Records contained in a dataset
□ □ □ □ □
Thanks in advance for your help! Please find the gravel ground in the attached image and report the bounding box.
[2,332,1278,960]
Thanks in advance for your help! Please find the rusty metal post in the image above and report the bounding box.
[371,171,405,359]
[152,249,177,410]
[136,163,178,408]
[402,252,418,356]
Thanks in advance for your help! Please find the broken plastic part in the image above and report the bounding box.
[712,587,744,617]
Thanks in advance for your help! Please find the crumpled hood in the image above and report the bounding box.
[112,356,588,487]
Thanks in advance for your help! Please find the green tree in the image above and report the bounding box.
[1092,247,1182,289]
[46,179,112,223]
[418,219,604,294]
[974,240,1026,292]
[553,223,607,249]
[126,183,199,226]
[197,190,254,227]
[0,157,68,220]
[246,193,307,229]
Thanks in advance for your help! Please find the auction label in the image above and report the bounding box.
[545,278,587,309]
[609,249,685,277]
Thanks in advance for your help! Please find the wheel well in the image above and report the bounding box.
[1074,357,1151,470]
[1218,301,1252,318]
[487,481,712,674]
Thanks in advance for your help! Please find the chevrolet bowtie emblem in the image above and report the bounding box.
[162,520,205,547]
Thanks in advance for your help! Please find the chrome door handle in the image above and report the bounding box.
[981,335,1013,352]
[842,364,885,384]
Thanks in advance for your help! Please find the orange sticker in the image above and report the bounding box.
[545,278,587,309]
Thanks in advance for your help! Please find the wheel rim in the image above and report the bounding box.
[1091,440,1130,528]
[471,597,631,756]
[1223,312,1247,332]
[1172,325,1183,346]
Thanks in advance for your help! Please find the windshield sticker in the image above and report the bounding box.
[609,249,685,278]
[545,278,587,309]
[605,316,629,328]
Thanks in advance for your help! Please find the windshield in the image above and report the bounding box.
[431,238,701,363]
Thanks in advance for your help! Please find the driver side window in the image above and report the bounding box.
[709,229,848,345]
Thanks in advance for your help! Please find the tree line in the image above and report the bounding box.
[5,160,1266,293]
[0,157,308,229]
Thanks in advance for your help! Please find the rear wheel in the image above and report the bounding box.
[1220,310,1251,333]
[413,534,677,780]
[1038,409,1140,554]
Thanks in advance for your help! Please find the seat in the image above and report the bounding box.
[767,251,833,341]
□ □ □ □ □
About this task
Begin with the line containing "Thanks in advance for your help! Please find the seat" and retype it and each line after it through the end of the records, keeping them exact and including nothing more.

Output for this exercise
Thanks in advance for your help! Please find the seat in the image above and report the bounding box.
[767,251,833,341]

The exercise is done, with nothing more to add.